TASK SET:
1. According to the Brexit article, what did Irish Prime Minister Micheál Martin say a no-deal would be?
2. Write out everything in the Brexit article from "The British pound" down to "dollars in all.", word for word.
3. Write the next part of the Brexit article, starting after its last sentence.

TEXT PASSAGE:
Britain and the European Union remained divided over competition and fishing on Wednesday as they tried to clinch a Brexit trade deal in time to avoid a turbulent split at the end of the year.
Ireland said a deal was still possible before Britain leaves the EU’s orbit on Dec. 31, 11 months after it formally quit the bloc and entered a transition period keeping it in the bloc’s customs union and single market until the year ends.
But with a dizzying array of conflicting signals coming from the two sides, Britain has not yet managed to agree a deal that would ease the pain of its departure by keeping in place zero-tariff and zero-quota access to the single market.
British Housing Secretary Robert Jenrick told Sky News that “at the moment there isn’t sufficient progress” at the talks.
Irish Prime Minister Micheál Martin said the gap on how much fish EU boats could catch in British waters was still wide, but that he believed there should be a deal given the economic shock that failure would trigger.
“On balance, I think given the progress that has been made that there should be a deal,” Martin told national broadcaster RTE. “A no-deal would be an appalling shock to the economic system on top of COVID-19.”
British Prime Minister Boris Johnson and European Commission President Ursula von der Leyen are in close contact and were expected to hold another call on Wednesday.
British sources said talks remained “difficult” and underscored the differences. EU sources were more upbeat.
The British pound rose, as did midcap stocks. Investors expect swings in the currency as overnight volatility was holding above 25%.
Johnson, who is also grappling with a deepening COVID-19 outbreak and a border crisis at Europe‘s busiest truck port, has said he will not sign up to any deal that undermines British sovereignty.
Walking away from the talks might win applause from many Brexit supporters in Britain but could cause severe disruptions to goods trade which makes up half of annual EU-UK commerce, worth nearly a trillion dollars in all.
DEAL TIME?
Britain, which joined the EU’s precursor in 1973, has often had stormy relations with the countries in the Franco-German led project which sought to bind the ruined nations of post-World War Two Europe into a global power.

RECORDS SUPPLIED:
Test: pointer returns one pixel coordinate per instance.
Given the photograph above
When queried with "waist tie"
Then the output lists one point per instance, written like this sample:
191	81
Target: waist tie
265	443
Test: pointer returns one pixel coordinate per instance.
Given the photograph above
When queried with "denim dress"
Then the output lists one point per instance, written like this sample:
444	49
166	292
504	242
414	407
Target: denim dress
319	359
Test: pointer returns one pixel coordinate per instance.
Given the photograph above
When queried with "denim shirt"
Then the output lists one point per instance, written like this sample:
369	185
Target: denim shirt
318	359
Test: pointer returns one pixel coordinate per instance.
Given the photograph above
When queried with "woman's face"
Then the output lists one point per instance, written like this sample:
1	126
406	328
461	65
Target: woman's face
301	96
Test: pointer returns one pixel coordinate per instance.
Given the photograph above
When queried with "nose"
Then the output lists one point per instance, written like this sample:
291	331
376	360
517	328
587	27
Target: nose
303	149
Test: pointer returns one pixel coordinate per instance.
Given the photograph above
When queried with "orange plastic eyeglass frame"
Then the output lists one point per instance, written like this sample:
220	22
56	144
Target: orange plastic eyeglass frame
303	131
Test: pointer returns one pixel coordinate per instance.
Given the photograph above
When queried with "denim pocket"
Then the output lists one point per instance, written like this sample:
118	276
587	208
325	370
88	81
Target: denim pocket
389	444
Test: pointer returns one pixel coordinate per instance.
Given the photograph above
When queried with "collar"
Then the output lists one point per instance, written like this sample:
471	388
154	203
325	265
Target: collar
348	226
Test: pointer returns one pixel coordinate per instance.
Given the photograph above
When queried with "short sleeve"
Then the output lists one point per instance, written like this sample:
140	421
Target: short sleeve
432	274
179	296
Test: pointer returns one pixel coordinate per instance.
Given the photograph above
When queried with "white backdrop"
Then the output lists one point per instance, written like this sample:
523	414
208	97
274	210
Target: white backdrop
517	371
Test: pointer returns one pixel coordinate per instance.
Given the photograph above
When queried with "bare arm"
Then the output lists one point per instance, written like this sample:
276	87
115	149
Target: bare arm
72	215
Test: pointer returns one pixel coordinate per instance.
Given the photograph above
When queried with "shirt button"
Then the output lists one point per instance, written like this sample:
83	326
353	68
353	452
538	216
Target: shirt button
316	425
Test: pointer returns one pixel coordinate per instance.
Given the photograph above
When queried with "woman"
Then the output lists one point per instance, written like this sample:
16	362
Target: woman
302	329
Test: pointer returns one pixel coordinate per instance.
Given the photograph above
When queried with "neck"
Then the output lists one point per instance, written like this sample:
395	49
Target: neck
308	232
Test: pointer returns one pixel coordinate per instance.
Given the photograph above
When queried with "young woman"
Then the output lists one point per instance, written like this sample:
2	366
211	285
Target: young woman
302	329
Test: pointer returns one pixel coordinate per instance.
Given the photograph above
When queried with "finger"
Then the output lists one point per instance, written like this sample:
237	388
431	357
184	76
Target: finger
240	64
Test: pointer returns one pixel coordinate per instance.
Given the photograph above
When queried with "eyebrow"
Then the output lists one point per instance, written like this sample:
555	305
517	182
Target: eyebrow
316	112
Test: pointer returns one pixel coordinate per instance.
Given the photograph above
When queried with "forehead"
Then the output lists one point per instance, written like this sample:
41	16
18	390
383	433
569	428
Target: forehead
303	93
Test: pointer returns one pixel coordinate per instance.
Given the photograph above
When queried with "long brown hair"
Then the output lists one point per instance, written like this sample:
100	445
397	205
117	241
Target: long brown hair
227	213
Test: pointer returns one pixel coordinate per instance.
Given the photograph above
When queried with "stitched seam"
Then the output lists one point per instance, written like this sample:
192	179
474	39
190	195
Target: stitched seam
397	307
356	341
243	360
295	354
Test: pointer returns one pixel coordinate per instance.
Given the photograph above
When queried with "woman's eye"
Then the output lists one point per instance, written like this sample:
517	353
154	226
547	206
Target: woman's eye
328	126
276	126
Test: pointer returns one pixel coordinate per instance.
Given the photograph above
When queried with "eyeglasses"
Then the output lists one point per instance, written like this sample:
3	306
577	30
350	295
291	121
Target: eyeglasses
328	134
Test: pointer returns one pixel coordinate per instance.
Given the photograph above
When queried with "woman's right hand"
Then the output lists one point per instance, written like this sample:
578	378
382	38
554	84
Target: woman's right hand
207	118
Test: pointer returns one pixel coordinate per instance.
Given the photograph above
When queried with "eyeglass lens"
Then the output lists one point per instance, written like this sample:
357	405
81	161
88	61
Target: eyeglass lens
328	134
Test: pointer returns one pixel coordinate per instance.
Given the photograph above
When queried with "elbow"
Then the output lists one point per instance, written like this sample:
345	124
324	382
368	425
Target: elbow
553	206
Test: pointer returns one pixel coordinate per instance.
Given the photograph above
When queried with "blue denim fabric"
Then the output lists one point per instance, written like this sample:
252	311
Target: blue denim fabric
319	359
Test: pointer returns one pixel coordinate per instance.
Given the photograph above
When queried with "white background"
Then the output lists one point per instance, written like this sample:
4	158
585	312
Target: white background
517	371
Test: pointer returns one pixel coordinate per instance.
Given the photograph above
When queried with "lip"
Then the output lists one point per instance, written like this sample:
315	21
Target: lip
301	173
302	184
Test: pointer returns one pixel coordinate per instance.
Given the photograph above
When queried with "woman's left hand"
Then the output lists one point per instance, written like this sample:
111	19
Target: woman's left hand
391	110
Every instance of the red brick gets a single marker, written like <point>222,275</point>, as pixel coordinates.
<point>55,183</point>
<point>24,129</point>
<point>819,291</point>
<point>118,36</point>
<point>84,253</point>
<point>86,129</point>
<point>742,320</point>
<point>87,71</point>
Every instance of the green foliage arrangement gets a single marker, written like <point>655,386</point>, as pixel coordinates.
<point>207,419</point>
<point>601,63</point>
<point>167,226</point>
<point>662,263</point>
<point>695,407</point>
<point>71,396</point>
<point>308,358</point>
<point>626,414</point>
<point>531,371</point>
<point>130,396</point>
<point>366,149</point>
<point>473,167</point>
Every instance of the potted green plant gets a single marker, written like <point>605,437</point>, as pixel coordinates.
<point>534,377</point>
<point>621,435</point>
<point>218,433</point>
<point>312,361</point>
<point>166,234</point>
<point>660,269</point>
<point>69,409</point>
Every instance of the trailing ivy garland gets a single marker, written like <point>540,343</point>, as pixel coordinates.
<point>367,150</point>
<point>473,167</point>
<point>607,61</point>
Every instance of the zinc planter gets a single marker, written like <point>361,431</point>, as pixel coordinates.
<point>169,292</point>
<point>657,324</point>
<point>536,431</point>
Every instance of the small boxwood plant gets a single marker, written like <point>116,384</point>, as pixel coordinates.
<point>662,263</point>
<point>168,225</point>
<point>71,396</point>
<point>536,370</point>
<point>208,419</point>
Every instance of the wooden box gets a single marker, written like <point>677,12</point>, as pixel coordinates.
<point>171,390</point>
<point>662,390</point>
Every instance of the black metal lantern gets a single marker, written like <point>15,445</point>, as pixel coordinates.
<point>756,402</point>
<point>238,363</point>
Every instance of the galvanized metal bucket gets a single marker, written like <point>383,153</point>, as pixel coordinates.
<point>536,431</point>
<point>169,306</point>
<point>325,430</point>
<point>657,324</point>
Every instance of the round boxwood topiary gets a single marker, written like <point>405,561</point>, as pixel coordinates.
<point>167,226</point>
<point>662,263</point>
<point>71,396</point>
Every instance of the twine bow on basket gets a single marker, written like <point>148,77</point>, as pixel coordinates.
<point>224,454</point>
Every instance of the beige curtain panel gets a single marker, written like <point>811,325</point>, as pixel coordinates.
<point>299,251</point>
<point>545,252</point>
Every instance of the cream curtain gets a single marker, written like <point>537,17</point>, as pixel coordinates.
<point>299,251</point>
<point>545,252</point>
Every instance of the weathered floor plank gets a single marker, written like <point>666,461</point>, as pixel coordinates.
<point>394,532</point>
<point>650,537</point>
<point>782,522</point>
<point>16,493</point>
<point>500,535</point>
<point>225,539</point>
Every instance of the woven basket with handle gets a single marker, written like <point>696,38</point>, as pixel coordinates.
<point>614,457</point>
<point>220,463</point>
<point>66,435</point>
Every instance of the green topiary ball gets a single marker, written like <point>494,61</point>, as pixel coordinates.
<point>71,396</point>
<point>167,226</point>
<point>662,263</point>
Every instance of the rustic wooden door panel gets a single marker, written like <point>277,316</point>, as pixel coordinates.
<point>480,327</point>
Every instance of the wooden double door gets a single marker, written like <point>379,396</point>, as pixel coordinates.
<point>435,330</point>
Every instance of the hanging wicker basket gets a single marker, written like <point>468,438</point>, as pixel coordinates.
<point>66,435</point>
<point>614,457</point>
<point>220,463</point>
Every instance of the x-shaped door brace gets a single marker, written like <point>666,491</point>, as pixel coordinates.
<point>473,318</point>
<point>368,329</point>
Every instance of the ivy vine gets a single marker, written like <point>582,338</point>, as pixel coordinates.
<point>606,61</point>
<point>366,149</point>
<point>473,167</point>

ANSWERS:
1. An appalling shock to the economic system on top of COVID-19.

2.
The British pound rose, as did midcap stocks. Investors expect swings in the currency as overnight volatility was holding above 25%.
Johnson, who is also grappling with a deepening COVID-19 outbreak and a border crisis at Europe‘s busiest truck port, has said he will not sign up to any deal that undermines British sovereignty.
Walking away from the talks might win applause from many Brexit supporters in Britain but could cause severe disruptions to goods trade which makes up half of annual EU-UK commerce, worth nearly a trillion dollars in all.

3.
The scale of possible Brexit disruption has been laid bare by France closing its borders to Britain for 48 hours, citing a new coronavirus variant. This left thousands of European truckers stranded in southern England and disrupted food supplies.
The EU is making a “final push” to strike a trade deal though rifts over fishing rights remain, EU negotiator Michel Barnier said on Tuesday.
Ireland’s Martin said that if there was a breakthrough on Wednesday or Thursday, officials in Europe could be working on the text on Christmas Day.
“I’m still reasonably optimistic but there’s no news to report to you this morning,” Britain’s Jenrick said. “There’s still the same serious areas of disagreement whether that’s on fisheries or the level playing field.”
Level playing field is trade jargon for ensuring fair competition. EU leaders fear that after Brexit the United Kingdom could ease regulation to undercut others and gouge EU market share. Enforcement is an important issue.
Beside competition, the sides are haggling over how much EU fishermen can catch in Britain’s waters: essentially how many sole, sand eels and mackerel EU boats can fish per year, where and how to renew such agreements.
Barnier told EU envoys on Tuesday that Britain’s latest offer on sharing out the fish catch from British waters from 2021 was “totally unacceptable,” according to EU diplomats.